Clojurians Log v2

Why does to-chan bound the returned channel's buffer size to 100?

it will perform better the larger the buffer because the more of the collection can just be dumped into the channel you don't need an go blocks

but you might pass in an infinite seq

so it uses bounded-count, for small collections you will get a buffer size that matches the collection count, for larger collections you will get a buffer of 100

Would it performing better with a larger buffer mean it should not bound the buffer size?

no

What do you mean by this "the more of the collection can just be dumped into the channel you don't need an go blocks"?

unbounded buffers behave very badly (and core.async doesn't let you have them out of the box)

Perhaps let me ask a more direct question to my problem... I have a collection of maps which describe HTTP requests. The collection typically varies in size from 10ish to a few thousand maps. I need to issue these requests with a maximum parallelism of ~10 to prevent API throttling as much as possible. I was thinking I'd do something like onto-chan to collection of requests and then call pipeline-async with the parallelism set to 10.

Should I use onto-chan or to-chan for initializing this pipeline given the expected size of the collection?
_____
THE TASKS -
- a) Do these statements agree with the to-chan thread? Answer each yes or no and quote the words that decide it.
(i) For small collections, to-chan gives a buffer whose size matches the collection count.
(ii) core.async provides unbounded buffers out of the box.
(iii) The asker wants to cap parallelism at about 50 requests.
- b) Using the to-chan thread, answer these questions:
(i) Which function does to-chan use to size its buffer?
(ii) How large is the asker's collection of request maps typically?
(iii) Which function does the asker plan to call with parallelism set to 10?
- c) Extend the to-chan thread beyond its last message.

MATERIAL -
_____
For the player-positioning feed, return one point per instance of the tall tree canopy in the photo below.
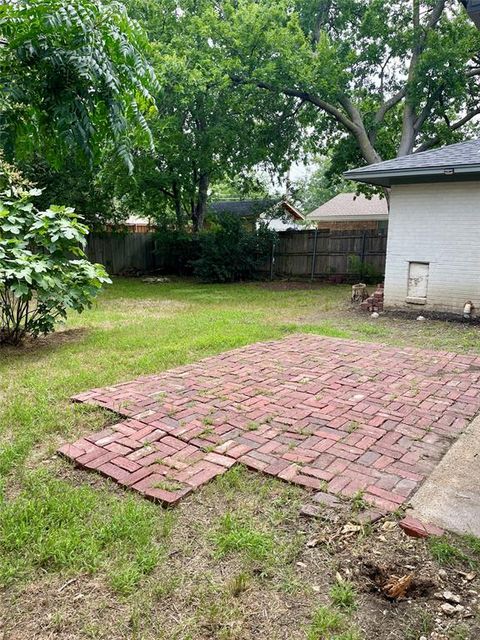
(208, 128)
(386, 78)
(74, 77)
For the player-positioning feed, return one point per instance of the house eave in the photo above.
(353, 218)
(410, 176)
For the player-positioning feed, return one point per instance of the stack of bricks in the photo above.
(375, 301)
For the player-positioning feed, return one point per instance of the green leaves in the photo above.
(75, 78)
(43, 269)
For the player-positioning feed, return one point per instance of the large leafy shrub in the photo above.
(178, 250)
(229, 252)
(43, 268)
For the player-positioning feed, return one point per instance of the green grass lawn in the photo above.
(80, 558)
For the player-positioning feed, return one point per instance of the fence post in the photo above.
(314, 254)
(272, 259)
(363, 254)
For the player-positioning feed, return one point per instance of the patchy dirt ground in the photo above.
(265, 583)
(235, 561)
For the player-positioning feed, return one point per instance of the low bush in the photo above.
(43, 268)
(229, 252)
(178, 250)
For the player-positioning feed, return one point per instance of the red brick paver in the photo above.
(329, 415)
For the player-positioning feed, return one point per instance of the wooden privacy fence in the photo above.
(124, 252)
(320, 254)
(301, 254)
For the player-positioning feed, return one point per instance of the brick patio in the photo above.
(331, 415)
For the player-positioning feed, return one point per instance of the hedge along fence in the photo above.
(296, 254)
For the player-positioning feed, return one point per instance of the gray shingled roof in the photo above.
(349, 206)
(463, 158)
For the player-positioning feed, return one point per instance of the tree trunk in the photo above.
(178, 204)
(201, 204)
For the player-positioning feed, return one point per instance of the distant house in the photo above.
(135, 224)
(348, 211)
(473, 8)
(277, 215)
(433, 244)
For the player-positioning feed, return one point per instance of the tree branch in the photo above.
(315, 100)
(389, 104)
(453, 127)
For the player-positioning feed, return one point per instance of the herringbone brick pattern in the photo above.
(331, 415)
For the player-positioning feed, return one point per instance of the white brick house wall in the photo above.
(437, 225)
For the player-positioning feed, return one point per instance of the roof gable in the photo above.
(461, 159)
(348, 206)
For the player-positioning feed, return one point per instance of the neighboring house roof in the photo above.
(253, 208)
(132, 221)
(348, 206)
(242, 208)
(452, 162)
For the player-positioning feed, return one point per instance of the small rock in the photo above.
(417, 529)
(450, 610)
(451, 597)
(326, 499)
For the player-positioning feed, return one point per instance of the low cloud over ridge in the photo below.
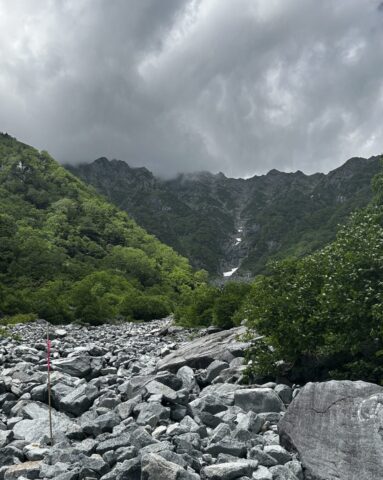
(184, 85)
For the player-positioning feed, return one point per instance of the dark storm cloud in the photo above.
(238, 86)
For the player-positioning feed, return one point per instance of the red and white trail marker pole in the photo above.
(49, 385)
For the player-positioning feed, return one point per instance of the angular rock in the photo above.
(75, 366)
(29, 470)
(229, 471)
(262, 473)
(155, 467)
(201, 352)
(335, 426)
(285, 393)
(258, 400)
(80, 399)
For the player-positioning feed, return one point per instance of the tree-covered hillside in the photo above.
(321, 316)
(202, 215)
(66, 254)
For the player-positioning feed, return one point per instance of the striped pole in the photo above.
(49, 385)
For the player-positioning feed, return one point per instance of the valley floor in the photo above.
(137, 401)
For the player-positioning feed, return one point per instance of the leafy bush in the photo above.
(18, 318)
(208, 305)
(146, 307)
(325, 310)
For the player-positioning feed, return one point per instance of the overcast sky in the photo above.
(239, 86)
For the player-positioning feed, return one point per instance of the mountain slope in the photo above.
(220, 223)
(66, 254)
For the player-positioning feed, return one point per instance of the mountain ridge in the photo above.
(200, 214)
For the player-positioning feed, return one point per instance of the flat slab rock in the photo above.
(201, 352)
(337, 429)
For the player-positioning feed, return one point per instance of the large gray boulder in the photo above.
(155, 467)
(258, 400)
(35, 425)
(79, 399)
(336, 427)
(201, 352)
(229, 470)
(74, 366)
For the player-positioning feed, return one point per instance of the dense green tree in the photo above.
(325, 309)
(66, 254)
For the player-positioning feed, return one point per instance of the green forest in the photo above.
(68, 255)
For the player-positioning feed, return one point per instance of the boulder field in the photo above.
(145, 401)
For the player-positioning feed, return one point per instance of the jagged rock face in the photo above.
(336, 427)
(222, 223)
(117, 416)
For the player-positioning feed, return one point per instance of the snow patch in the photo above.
(230, 272)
_____
THE RESULTS -
- a)
(i) Yes: "for small collections you will get a buffer size that matches the collection count"
(ii) No: "core.async doesn't let you have them out of the box"
(iii) No: "a maximum parallelism of ~10"

- b)
(i) bounded-count
(ii) From 10ish to a few thousand maps
(iii) pipeline-async

- c)
Something like this

(defn foo
  [{:keys [parallelism]} f coll]
  (let [from-ch (async/chan (count coll))
        to-ch (async/chan (count coll))]
    ;; place coll onto the from chan
    (async/onto-chan from-ch coll)

    (async/pipeline-async
      parallelism
      to-ch
      (fn [coll-item result-ch]
        (async/go
          (let [result (async/<! (f coll-item))]
            (async/>! result-ch result)
            (async/close! result-ch))))
      from-ch)

    (async/reduce
      (fn [acc x] (conj acc x))
      [] to-ch)))

a channel operations (taking and putting) are synchronization points between processes. the timeline of a process putting to a channel has to sync up at some point with the timeline of a process taking from that channel.

but exactly synchronizing can be expensive in terms of processes waiting around for each other

but if you don't force some level of synchronization between takers and putters, you can easily have putters producing stuff faster than takers take which will result in filling up your memory with stuff

so a bounded buffer lets you operate on a channel without having to wait to perfectly synchronize processes, but the bound limits how out of sync they can get

buffer size of the source channel doesn't matter

you already have all the inputs in hand

Oh, right.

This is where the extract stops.